-- Text provided start --

Re: [RFD] resctrl: reassigning a running container's CTRL_MON group

From: James Morse
Date: Wed Oct 12 2022 - 12:55:53 EST


Hi guys,

On 12/10/2022 12:21, Peter Newman wrote:
> On Tue, Oct 11, 2022 at 1:35 AM Reinette Chatre
> <reinette.chatre@xxxxxxxxx> wrote:
>> On 10/7/2022 10:28 AM, Tony Luck wrote:
>>> I don't know how complex it would for the kernel to implement this. Or
>>> whether it would meet Google's needs.
>>>
>>
>> How about moving monitor groups from one control group to another?
>>
>> Based on the initial description I got the impression that there is
>> already a monitor group for every container. (Please correct me if I am
>> wrong). If this is the case then it may be possible to create an interface
>> that could move an entire monitor group to another control group. This would
>> keep the benefit of usage counts remaining intact, tasks get a new closid, but
>> keep their rmid. There would be no need for the user to specify process-ids.

> Yes, Stephane also pointed out the importance of maintaining RMID assignments
> as well and I don't believe I put enough emphasis on it during my
> original email.
>
> We need to maintain accurate memory bandwidth usage counts on all
> containers, so it's important to be able to maintain an RMID assignment
> and its event counts across a CoS downgrade. The solutions Tony
> suggested do solve the races in moving the tasks, but the container
> would need to temporarily join the default MON group in the new CTRL_MON
> group before it can be moved to its replacement MON group.

-- Text provided end --

| What you will do |
• A. In the mailing list message, what needs to be kept across a CoS downgrade so that memory bandwidth usage counts stay accurate?
• B. Copy the stretch of the mailing list message from "On 12/10/2022 12:21, Peter" through "group to another?" word for word.

-- Information provided start --

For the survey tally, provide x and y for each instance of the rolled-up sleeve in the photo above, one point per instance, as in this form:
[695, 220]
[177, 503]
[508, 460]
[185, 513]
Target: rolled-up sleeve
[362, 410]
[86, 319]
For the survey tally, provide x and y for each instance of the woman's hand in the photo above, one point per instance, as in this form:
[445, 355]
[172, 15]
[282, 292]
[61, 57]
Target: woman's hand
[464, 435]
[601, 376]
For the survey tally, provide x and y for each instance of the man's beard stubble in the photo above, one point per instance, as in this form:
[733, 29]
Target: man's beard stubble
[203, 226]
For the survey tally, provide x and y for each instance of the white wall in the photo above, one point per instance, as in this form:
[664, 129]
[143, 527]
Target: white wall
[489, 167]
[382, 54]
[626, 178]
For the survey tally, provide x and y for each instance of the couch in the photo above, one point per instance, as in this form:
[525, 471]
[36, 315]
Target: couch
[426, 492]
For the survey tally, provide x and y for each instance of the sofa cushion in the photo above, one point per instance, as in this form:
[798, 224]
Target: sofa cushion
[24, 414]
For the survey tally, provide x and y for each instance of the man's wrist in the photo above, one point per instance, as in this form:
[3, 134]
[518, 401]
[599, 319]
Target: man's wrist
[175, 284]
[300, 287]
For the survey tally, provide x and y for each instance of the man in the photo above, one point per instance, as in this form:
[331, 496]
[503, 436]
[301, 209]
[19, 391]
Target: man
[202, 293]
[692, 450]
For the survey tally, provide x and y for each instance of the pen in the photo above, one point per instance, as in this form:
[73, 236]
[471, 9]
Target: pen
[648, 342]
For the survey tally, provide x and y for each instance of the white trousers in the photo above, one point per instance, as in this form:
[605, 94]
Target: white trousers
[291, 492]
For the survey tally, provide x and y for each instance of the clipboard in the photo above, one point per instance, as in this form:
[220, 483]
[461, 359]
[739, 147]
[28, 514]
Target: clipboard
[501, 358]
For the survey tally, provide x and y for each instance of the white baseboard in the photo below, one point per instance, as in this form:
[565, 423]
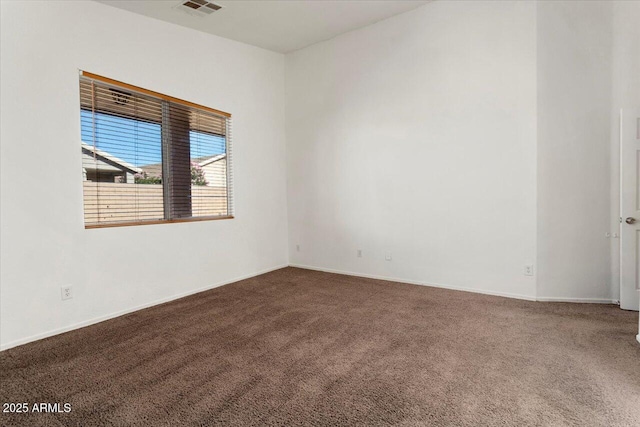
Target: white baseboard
[578, 300]
[416, 282]
[99, 319]
[461, 288]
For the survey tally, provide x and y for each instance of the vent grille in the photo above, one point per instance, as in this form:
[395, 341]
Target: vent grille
[201, 7]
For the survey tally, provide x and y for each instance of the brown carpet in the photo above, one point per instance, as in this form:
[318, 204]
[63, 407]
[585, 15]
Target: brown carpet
[298, 347]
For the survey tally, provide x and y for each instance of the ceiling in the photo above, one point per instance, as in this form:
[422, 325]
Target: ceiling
[278, 25]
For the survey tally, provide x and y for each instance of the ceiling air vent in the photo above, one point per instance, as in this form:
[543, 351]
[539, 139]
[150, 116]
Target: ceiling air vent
[200, 7]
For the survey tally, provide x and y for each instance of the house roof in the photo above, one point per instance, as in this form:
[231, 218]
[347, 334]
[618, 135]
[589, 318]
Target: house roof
[155, 169]
[105, 161]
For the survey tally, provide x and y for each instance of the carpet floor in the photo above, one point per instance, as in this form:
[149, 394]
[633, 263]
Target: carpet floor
[300, 347]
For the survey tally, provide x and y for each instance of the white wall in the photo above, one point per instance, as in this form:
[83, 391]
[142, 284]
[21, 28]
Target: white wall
[417, 135]
[574, 126]
[44, 244]
[625, 94]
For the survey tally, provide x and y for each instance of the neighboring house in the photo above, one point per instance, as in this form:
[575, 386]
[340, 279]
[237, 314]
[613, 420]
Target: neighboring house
[214, 168]
[100, 166]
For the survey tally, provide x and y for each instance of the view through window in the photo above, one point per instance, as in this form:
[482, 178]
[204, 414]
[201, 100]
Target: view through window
[147, 157]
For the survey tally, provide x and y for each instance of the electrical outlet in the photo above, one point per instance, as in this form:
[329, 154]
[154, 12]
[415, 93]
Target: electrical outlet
[66, 292]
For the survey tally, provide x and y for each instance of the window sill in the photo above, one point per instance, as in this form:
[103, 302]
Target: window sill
[155, 222]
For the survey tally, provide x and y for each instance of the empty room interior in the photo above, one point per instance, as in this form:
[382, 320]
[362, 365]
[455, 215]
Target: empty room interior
[323, 213]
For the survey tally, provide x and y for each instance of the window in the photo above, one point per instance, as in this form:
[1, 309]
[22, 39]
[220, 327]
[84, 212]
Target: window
[150, 158]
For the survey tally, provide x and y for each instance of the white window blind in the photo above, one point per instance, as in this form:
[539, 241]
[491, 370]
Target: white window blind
[148, 157]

-- Information provided end --

| Expected responses |
• A. An RMID assignment and its event counts.

• B.
On 12/10/2022 12:21, Peter Newman wrote:
> On Tue, Oct 11, 2022 at 1:35 AM Reinette Chatre
> <reinette.chatre@xxxxxxxxx> wrote:
>> On 10/7/2022 10:28 AM, Tony Luck wrote:
>>> I don't know how complex it would for the kernel to implement this. Or
>>> whether it would meet Google's needs.
>>>
>>
>> How about moving monitor groups from one control group to another?